- WHAT IS EXPECTED -
Please pick out every line of the material below that contains the word "bread", and copy each one. Case counts.

- RECORDS SHOWN -
****************

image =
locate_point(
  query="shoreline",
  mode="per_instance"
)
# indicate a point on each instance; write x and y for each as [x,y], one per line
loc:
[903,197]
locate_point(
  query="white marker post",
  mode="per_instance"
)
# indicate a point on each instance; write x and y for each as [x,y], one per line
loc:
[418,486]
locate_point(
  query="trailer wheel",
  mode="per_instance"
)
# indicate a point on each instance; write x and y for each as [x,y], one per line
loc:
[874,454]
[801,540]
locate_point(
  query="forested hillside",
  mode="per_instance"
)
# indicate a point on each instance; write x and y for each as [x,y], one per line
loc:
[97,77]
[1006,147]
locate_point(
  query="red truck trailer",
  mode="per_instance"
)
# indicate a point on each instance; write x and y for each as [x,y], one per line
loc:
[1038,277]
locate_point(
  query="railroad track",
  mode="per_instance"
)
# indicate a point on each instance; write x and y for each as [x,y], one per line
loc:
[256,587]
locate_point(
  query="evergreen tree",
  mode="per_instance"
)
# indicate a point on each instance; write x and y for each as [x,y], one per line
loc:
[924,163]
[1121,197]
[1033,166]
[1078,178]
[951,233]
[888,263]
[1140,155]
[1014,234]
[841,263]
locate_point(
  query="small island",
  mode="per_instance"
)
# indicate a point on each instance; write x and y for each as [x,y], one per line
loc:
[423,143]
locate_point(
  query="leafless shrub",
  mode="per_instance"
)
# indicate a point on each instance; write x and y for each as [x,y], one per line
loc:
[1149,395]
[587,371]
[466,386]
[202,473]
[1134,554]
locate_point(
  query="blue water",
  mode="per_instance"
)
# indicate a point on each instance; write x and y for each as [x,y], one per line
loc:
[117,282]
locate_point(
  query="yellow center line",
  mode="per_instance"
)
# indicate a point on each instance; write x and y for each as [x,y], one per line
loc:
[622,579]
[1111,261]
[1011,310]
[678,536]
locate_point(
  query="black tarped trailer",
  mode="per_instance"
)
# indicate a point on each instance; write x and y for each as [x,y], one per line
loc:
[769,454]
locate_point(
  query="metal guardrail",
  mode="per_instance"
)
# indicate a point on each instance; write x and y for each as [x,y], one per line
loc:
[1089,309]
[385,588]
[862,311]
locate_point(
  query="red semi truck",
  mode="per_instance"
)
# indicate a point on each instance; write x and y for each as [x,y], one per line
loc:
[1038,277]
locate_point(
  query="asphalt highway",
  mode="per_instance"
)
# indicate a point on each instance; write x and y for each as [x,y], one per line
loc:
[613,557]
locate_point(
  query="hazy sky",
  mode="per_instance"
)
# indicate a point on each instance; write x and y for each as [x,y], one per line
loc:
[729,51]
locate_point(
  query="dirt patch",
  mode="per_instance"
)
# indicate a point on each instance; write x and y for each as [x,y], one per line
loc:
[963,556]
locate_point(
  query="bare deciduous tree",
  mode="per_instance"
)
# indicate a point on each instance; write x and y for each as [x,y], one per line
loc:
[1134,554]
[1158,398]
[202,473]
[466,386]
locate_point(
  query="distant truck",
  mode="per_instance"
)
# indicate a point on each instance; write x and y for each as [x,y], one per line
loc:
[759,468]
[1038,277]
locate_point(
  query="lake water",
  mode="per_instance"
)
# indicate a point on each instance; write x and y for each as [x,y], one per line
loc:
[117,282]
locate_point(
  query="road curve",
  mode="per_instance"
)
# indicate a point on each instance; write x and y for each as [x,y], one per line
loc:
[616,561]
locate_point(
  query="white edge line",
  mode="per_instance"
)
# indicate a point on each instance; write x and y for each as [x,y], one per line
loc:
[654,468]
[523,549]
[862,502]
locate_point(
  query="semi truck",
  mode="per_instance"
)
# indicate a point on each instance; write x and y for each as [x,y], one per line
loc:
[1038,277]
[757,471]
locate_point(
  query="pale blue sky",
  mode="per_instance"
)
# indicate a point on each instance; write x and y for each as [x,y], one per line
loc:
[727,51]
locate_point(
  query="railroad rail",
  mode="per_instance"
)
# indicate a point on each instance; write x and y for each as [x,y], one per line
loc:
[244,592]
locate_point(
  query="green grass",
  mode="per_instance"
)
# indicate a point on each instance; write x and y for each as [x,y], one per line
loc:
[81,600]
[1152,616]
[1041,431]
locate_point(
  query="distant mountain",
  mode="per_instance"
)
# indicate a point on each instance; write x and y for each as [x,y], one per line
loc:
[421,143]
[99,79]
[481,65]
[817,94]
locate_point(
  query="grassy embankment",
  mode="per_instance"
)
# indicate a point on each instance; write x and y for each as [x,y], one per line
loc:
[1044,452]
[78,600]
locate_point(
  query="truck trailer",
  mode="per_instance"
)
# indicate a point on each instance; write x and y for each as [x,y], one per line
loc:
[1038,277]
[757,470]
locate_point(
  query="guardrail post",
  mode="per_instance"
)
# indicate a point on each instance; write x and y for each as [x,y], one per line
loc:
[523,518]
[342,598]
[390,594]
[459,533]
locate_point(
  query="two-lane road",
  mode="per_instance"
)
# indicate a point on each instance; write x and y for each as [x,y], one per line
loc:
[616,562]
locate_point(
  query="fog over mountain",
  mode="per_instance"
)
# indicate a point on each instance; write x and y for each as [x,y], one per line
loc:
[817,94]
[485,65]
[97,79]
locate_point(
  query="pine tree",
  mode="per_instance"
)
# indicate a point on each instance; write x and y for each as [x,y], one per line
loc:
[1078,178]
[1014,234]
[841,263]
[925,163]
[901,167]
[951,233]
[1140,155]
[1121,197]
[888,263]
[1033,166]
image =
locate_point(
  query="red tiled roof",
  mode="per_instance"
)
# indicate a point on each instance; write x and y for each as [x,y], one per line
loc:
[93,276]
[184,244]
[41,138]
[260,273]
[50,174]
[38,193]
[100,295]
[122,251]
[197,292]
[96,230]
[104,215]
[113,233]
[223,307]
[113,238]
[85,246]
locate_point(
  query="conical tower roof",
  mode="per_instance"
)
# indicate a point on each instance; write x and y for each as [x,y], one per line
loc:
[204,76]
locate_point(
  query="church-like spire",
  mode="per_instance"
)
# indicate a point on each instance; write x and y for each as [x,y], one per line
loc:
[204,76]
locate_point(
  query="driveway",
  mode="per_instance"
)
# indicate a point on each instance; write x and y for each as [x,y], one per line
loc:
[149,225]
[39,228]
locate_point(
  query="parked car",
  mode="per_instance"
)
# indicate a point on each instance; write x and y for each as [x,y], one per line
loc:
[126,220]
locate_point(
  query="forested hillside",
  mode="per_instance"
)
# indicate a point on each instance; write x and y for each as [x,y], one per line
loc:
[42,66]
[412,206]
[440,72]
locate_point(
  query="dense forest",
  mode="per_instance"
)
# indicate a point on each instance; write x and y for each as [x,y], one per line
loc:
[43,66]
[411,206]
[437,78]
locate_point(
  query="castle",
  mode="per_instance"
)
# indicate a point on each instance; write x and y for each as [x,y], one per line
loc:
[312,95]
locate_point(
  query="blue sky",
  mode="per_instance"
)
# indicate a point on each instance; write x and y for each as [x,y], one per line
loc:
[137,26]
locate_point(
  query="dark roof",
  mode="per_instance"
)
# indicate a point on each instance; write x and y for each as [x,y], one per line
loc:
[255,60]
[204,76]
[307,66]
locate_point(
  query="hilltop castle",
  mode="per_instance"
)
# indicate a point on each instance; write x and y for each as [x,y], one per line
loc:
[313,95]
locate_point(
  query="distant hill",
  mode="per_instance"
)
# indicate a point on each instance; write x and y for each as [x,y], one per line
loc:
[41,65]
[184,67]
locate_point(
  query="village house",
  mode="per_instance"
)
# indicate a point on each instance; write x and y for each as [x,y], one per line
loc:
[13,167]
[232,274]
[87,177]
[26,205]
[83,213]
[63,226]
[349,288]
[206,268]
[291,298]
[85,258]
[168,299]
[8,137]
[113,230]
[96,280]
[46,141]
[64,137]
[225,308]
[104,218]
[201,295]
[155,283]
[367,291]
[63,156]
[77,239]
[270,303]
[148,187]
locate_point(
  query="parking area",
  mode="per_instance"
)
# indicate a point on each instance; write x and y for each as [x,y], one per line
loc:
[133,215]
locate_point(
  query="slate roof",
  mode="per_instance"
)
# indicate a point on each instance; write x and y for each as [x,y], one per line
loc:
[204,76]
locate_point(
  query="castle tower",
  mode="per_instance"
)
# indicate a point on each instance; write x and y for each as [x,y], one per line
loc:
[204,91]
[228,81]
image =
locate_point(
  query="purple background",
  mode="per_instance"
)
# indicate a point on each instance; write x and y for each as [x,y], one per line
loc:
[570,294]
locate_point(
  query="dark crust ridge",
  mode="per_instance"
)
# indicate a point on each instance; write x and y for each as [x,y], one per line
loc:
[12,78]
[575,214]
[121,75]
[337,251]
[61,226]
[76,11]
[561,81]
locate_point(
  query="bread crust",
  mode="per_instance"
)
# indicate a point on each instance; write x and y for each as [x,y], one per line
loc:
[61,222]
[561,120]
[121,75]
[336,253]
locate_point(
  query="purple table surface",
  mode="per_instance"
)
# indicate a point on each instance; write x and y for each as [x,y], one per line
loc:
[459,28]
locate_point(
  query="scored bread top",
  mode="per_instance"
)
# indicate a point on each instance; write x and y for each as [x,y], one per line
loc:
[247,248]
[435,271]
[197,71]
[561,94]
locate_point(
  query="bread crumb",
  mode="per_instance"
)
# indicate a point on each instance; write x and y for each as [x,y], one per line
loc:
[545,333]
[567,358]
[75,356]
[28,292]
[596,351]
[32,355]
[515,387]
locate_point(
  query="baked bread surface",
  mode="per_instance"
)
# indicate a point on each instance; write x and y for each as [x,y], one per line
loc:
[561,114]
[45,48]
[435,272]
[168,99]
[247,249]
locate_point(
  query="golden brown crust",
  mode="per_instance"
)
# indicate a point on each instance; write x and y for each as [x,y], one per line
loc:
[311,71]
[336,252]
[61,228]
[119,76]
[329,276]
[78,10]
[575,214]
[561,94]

****************

- EXPECTED OUTPUT -
  query="bread crust",
  query="scored bread top",
  query="bread crumb",
  query="baked bread surface",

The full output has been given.